Image-grounded pointing data:
□ □ □ □ □
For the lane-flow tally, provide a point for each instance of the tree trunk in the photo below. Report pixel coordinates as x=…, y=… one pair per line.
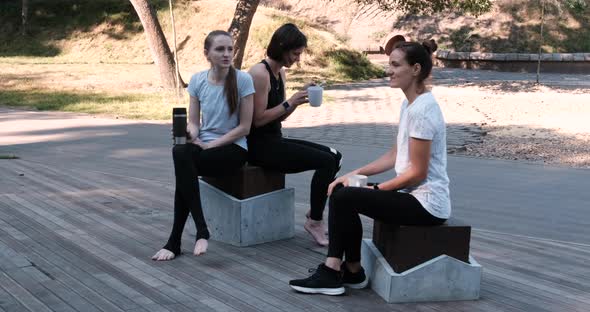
x=240, y=27
x=24, y=14
x=541, y=40
x=157, y=43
□ □ □ □ □
§ **TASK**
Leave out the pictures and repeat the remaining data exactly.

§ **EXERCISE RESPONSE**
For the lane-flow tally, provide a point for each instance of the tree trunk in the photo below. Report pixel coordinates as x=…, y=… one pair per line.
x=240, y=27
x=24, y=14
x=541, y=40
x=157, y=43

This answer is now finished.